▸ **STATED EXERCISE**
Write out all of the entries exactly, please.

▸ **A run of records**
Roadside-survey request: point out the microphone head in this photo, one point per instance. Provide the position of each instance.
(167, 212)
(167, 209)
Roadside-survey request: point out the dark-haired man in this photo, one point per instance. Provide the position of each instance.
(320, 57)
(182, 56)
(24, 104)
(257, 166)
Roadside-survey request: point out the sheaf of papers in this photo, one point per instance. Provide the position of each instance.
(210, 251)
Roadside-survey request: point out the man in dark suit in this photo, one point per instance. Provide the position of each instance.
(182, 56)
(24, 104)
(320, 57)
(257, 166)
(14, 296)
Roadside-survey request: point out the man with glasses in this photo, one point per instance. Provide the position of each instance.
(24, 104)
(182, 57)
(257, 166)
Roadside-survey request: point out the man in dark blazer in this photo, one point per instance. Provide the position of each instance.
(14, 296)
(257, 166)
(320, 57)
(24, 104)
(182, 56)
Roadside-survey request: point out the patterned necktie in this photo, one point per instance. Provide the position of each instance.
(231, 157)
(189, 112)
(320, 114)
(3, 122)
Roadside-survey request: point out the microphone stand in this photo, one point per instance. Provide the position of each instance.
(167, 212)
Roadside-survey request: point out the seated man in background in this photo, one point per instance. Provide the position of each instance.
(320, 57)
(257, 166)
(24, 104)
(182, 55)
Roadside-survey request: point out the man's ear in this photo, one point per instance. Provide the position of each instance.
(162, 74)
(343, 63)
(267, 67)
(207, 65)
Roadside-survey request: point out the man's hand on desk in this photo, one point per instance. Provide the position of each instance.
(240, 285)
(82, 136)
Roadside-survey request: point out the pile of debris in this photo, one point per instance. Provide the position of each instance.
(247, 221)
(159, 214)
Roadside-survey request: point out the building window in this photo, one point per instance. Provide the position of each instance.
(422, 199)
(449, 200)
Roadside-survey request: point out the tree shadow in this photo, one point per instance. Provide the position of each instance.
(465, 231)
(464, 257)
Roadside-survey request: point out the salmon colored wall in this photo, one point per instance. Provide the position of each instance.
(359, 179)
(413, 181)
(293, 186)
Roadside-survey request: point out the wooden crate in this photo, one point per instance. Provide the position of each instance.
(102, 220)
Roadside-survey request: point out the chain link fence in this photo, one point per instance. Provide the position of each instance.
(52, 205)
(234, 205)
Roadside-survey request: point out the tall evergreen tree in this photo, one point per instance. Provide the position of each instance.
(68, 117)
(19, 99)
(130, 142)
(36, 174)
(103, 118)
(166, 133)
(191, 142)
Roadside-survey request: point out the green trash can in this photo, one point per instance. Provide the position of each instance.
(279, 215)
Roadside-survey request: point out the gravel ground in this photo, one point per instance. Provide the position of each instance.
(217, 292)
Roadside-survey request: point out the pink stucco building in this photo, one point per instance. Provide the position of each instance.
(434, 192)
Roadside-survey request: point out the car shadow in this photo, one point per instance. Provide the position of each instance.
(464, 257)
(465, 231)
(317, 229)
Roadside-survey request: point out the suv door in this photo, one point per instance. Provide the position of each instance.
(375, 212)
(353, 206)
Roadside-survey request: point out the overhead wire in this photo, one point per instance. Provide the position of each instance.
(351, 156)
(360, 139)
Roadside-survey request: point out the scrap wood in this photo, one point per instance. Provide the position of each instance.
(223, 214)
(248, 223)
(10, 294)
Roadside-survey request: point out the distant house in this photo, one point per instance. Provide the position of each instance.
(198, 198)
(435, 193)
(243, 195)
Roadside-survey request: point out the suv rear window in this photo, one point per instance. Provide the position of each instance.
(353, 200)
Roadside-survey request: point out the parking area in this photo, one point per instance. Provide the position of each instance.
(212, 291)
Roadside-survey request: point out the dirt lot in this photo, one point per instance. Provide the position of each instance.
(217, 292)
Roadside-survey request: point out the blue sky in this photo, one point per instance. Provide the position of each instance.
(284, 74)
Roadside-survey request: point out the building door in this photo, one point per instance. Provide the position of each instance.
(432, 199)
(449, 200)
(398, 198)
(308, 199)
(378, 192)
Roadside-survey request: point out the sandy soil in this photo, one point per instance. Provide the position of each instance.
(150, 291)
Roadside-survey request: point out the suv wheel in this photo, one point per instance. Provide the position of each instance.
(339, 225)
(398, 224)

▸ **RESULT OF THIS TASK**
Roadside-survey request: point out the microphone head in this photo, one point per instance. Provide the position of each instance.
(167, 212)
(167, 209)
Roadside-survey request: point out the dark-haired man in this photo, one point per instance. Provide the position of each instance.
(320, 57)
(182, 56)
(24, 104)
(257, 166)
Roadside-survey request: point out the sheaf of papers in this photo, one point per instance. Provide the position of each instance.
(210, 251)
Roadside-survey request: point out the man in dark suit in this photo, one point per instance. Provide the position of each instance.
(182, 56)
(24, 104)
(320, 57)
(257, 166)
(14, 296)
Roadside-survey request: point out the man with glasses in this photo, one point per instance. Provide the position of each instance.
(24, 104)
(182, 57)
(257, 166)
Roadside-survey request: point out the man in dark blazer in this photo, one point per instance. Provide the position of each instance.
(14, 296)
(257, 166)
(320, 57)
(24, 104)
(182, 56)
Roadside-survey request: point out the patterned necktie in this photo, one point per instance. Provide the position of each instance.
(231, 157)
(189, 112)
(320, 114)
(3, 122)
Roadside-survey request: point out the microphone stand in this photo, one point per instance. Provide the position of each instance.
(167, 212)
Roadside-survey request: point out the seated man in background in this photo, one point per instance. Provide the position of each instance.
(320, 57)
(257, 166)
(24, 104)
(182, 55)
Roadside-survey request: point out the man's ear in this photo, one point per instance. Provide the position of each instance.
(162, 74)
(343, 63)
(267, 67)
(207, 65)
Roadside-survey request: point out the man's hand on desk in this photo, one point per instance. Provide the position of each instance.
(240, 285)
(82, 136)
Roadside-survey request: point out the pile of debris in this photo, one point per instance. Provide the position of each instance.
(247, 221)
(159, 214)
Roadside-survey request: point out the building window in this photo, one point per instance. Provide the position of each instance.
(422, 199)
(449, 200)
Roadside-survey request: point out the tree shadow in this photo, one point per instance. Provide the position of each instance.
(465, 231)
(464, 257)
Roadside-survey request: point out the salmon colored wall in this photo, one point per instance. Provide the position of each instance.
(359, 179)
(413, 181)
(293, 186)
Roadside-survey request: point out the wooden crate in this photo, one point per instance. Provide the position of each instance.
(102, 220)
Roadside-survey request: point out the chain link fence in this photo, one point per instance. Provide the position of each instance.
(52, 205)
(234, 205)
Roadside-survey request: point out the tall evergreen tree in this photo, one point per instance. Provide the position of each instance.
(68, 117)
(19, 99)
(130, 142)
(36, 174)
(103, 118)
(166, 133)
(191, 142)
Roadside-survey request: point out the green trash can in this photo, one point per instance. Provide the position of each instance.
(279, 215)
Roadside-survey request: point out the gravel ground in this photo, one point per instance. Provide the position of each instance.
(217, 292)
Roadside-survey request: point out the pink stucco building in this photo, one point per instance. Provide the position of each instance.
(434, 192)
Roadside-survey request: point out the car shadow in this photo, one point per instance. Provide the position of each instance.
(464, 257)
(465, 231)
(317, 229)
Roadside-survey request: point out the suv door in this photo, one point per instance. Provide the position of each instance.
(375, 212)
(353, 206)
Roadside-survey request: point out the overhead wire in this photo, one point per instance. Provide the position of each instance.
(351, 156)
(360, 139)
Roadside-survey request: point out the scrap wood in this photo, one point per instance. Provide the position of each instance.
(223, 214)
(248, 223)
(10, 294)
Roadside-survey request: point out the distant house in this photo, one point per instance. Provide the position of each instance.
(198, 198)
(435, 193)
(243, 195)
Roadside-survey request: point out the suv rear window in this photo, one point per instance. Provide the position of each instance.
(353, 200)
Roadside-survey request: point out the parking area in this photo, one point per instance. Provide the position of each instance.
(212, 291)
Roadside-survey request: point out the dirt lot in this photo, one point per instance. Provide the position of each instance.
(217, 292)
Roadside-survey request: point out the blue sky in this photo, one point per instance. Provide the position of each instance.
(284, 74)
Roadside-survey request: point out the building door in this photo, one point per instance. Provide the position of each instance.
(432, 199)
(449, 200)
(398, 198)
(308, 199)
(378, 192)
Roadside-survey request: point out the sandy soil in this photo, one point per instance. Provide the position of each instance.
(150, 291)
Roadside-survey request: point out the suv wheel in this photo, one point per instance. Provide the position of each instance.
(339, 225)
(398, 224)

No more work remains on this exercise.